* [SOURCE]:
In my list of consolations, the young people come first. They are committed to the world that will be theirs tomorrow and they know that they will have to change lifestyles and societal structures, if they want to inhabit a planet that will still support enjoyable life for all human beings. I met these young people at COP 15 in Copenhagen, I met them in a workshop in Paris, and then also here in Padua. I meet them amongst my theology students in Leuven. They still have the courage and freshness that allows them not to be easily imprisoned by destructive thought frames or structures of greed and oppression. They are also eager to explore their spiritual resources as they connect to their research or very concrete praxes. When I see them smile and engage, I feel the flow of their energies.

Other faces that come to me are those of victims of climate change worldwide. Sometimes, these faces frighten me, as I know that in my lifestyle and thoughts, I am not always faithful to them. Sometimes, I may even attempt to keep them at bay, as I fear that I could come to share their fate. Their presence, their faces and names, shock me into reality over and over again. We share a same planet, we are all human beings … Nevertheless, we seem to be worlds apart, separated by borders of injustice and exploitation. This is the shaky ground, where I learn to love my brothers and sisters. This is where I start to question many things that seem self-evident to me, this is also where I am forced into transdisciplinary research, this is where I discover that even in my attempts to answer the challenge of injustice, I discover that I am using worldviews that are part of the problem. I need to learn to see things differently, precisely there where up until now I felt most secure … I need to learn to think “queer,” as some theologians would say. I am grateful for authors as Tim Jackson or Herman Daly, who give me a fresh look at economics, for example. I am grateful to many theologians as Denis Edwards, Celia Deane-Drummond, Ivone Gebara, Marcelo Barros, Seán McDonagh, and so many others, who help me to re-think theological frames and to re-discover the beautiful creational strength of many theological concepts. I am grateful also to a mystic as Egied Van Broeckhoven, who ever more deeply draws me into the mystery of a God who enters into creation interweaving and connecting it more intimately in the myriads of encounters that constitute creation – an idea that I have termed “trincarnation”.

* [GOAL A]:
According to the passage, in which city does the writer meet theology students?
* [GOAL B]:
Please copy word for word the part of the passage that opens with the words containing "In my list of" and closes with "of their energies.".
* [GOAL C]:
Translate this sentence from the passage into Spanish: "This is the shaky ground, where I learn to love my brothers and sisters."

* [DATA]:
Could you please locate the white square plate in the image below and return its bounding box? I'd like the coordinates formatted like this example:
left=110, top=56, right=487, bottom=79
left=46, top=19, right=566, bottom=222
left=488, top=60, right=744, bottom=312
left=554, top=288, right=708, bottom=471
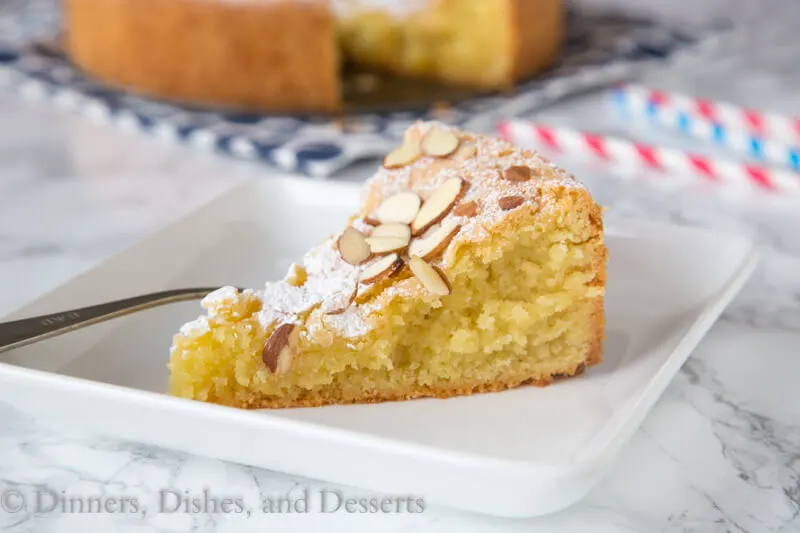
left=0, top=178, right=757, bottom=517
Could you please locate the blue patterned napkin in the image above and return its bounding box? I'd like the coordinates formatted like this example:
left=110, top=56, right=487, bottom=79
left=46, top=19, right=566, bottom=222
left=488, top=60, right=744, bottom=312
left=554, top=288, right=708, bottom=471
left=0, top=0, right=704, bottom=177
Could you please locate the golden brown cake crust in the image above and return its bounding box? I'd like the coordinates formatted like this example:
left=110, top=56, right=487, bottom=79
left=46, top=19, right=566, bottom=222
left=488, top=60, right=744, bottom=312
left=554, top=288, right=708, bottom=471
left=65, top=0, right=340, bottom=111
left=507, top=0, right=565, bottom=83
left=172, top=123, right=608, bottom=408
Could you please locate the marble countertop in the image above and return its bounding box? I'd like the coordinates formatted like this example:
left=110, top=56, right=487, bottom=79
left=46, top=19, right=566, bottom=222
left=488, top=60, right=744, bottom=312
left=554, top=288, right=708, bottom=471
left=0, top=7, right=800, bottom=533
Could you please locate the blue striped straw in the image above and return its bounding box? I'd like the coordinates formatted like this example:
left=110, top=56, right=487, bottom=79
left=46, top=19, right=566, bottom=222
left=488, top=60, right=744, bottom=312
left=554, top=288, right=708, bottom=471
left=611, top=87, right=800, bottom=172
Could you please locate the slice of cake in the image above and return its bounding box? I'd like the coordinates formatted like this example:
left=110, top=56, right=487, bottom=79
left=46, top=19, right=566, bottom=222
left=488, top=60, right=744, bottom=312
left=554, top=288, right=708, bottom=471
left=169, top=123, right=607, bottom=408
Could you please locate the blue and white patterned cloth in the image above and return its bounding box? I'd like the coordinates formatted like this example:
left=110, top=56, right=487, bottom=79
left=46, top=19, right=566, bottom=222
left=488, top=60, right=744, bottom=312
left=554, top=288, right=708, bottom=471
left=0, top=0, right=702, bottom=177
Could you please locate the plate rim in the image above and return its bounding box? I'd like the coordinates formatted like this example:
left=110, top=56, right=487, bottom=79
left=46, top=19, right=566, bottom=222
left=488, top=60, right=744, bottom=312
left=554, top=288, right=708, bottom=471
left=0, top=177, right=761, bottom=516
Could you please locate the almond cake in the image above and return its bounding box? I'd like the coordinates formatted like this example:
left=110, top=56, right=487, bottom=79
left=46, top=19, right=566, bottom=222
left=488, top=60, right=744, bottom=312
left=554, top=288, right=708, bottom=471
left=169, top=122, right=607, bottom=408
left=63, top=0, right=565, bottom=112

* [CORRECT ANSWER A]:
In Leuven.

* [CORRECT ANSWER B]:
In my list of consolations, the young people come first. They are committed to the world that will be theirs tomorrow and they know that they will have to change lifestyles and societal structures, if they want to inhabit a planet that will still support enjoyable life for all human beings. I met these young people at COP 15 in Copenhagen, I met them in a workshop in Paris, and then also here in Padua. I meet them amongst my theology students in Leuven. They still have the courage and freshness that allows them not to be easily imprisoned by destructive thought frames or structures of greed and oppression. They are also eager to explore their spiritual resources as they connect to their research or very concrete praxes. When I see them smile and engage, I feel the flow of their energies.

* [CORRECT ANSWER C]:
Este es el terreno inestable donde aprendo a amar a mis hermanos y hermanas.